Aufgabenstellung: Geben Sie den Textauszug über Frontex vollständig und ohne jede Änderung wieder.

Textauszug:
Aufgabe erfüllt

Melina Deymann zu Frontex

„Jede Form von Gewalt an oder Missbrauch von Migranten und Flüchtlingen ist inakzeptabel“, tönte eine Sprecherin der EU-Kommission nach den Berichten des ARD-Magazins „Report München“, der britischen Zeitung „The Guardian“ sowie der Recherchewebsite „Correctiv“, die Gewaltanwendung der Agentur Frontex gegen Flüchtlinge aufgedeckt hatte.

Man wolle umgehend untersuchen, wie es dazu kommen konnte, dass Frontex-Beamte tatenlos zusahen, wie Grenzbeamte einzelner EU-Staaten Flüchtlinge misshandelten und „exzessiver Gewaltanwendung“ frönten. Dass die Frontex-Beamten selbst Hand angelegt haben – unvorstellbar für die EU. Frontex selbst weist die Vorwürfe zurück, bislang seien schließlich „keinerlei Beschwerden gegen Beamte eingereicht worden“.

Kein Wunder.

Frontex ist nicht nur mit materiellen Ressourcen und Manpower bis an die Zähne bewaffnet (von einem Budget von 6 Millionen Euro 2004 auf 1,6 Milliarden 2021, von 1500 Mann auf 10000), sondern auch so eingerichtet, dass sich Flüchtlinge möglichst wenig gegen ihre Behandlung wehren können.

Material:
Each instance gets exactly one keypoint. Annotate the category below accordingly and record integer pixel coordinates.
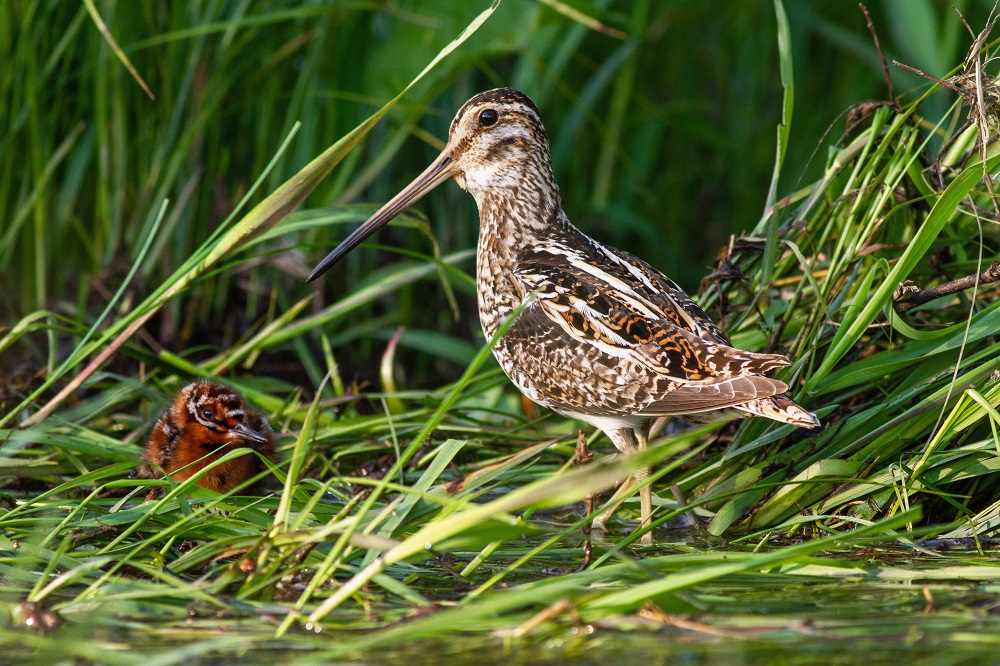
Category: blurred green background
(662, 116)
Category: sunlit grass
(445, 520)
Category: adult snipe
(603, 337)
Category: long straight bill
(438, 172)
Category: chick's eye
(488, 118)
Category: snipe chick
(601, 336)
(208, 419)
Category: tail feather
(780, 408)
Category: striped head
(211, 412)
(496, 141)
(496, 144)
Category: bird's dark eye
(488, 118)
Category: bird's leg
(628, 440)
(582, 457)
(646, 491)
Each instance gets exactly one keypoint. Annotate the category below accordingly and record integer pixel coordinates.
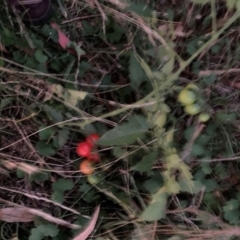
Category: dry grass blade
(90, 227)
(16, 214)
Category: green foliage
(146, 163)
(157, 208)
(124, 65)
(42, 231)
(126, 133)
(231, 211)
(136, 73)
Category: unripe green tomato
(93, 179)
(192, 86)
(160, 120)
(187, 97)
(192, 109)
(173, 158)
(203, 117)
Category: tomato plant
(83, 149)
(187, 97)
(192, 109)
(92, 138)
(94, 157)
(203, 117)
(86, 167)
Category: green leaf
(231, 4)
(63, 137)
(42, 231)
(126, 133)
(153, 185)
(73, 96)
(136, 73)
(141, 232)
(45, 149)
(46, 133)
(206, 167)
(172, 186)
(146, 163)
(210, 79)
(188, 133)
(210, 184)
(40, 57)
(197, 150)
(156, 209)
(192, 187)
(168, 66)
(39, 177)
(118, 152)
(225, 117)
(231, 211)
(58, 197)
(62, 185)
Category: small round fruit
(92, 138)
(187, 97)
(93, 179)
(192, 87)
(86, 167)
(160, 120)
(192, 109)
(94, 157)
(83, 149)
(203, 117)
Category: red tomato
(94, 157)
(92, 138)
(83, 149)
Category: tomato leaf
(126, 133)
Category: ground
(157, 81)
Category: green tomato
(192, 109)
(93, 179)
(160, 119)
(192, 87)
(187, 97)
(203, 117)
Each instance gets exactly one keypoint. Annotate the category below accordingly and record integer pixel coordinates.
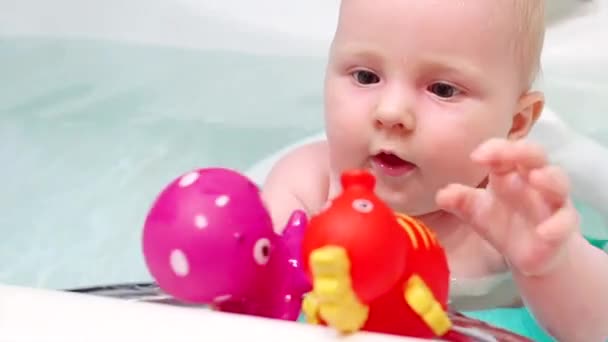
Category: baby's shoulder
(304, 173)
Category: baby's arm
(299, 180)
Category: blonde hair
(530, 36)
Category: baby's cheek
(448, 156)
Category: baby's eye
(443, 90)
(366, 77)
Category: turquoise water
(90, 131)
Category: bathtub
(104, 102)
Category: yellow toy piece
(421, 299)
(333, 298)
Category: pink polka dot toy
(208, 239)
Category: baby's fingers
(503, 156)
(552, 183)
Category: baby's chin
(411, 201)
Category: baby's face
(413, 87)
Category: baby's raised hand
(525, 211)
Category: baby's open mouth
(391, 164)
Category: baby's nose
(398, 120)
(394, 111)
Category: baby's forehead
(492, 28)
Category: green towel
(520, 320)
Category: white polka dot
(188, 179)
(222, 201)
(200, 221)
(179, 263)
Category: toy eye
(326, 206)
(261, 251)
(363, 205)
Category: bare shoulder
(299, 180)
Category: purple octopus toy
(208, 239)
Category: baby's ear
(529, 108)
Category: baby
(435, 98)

Antwort:
Aufgabe erfüllt

Melina Deymann zu Frontex

„Jede Form von Gewalt an oder Missbrauch von Migranten und Flüchtlingen ist inakzeptabel“, tönte eine Sprecherin der EU-Kommission nach den Berichten des ARD-Magazins „Report München“, der britischen Zeitung „The Guardian“ sowie der Recherchewebsite „Correctiv“, die Gewaltanwendung der Agentur Frontex gegen Flüchtlinge aufgedeckt hatte.

Man wolle umgehend untersuchen, wie es dazu kommen konnte, dass Frontex-Beamte tatenlos zusahen, wie Grenzbeamte einzelner EU-Staaten Flüchtlinge misshandelten und „exzessiver Gewaltanwendung“ frönten. Dass die Frontex-Beamten selbst Hand angelegt haben – unvorstellbar für die EU. Frontex selbst weist die Vorwürfe zurück, bislang seien schließlich „keinerlei Beschwerden gegen Beamte eingereicht worden“.

Kein Wunder.

Frontex ist nicht nur mit materiellen Ressourcen und Manpower bis an die Zähne bewaffnet (von einem Budget von 6 Millionen Euro 2004 auf 1,6 Milliarden 2021, von 1500 Mann auf 10000), sondern auch so eingerichtet, dass sich Flüchtlinge möglichst wenig gegen ihre Behandlung wehren können.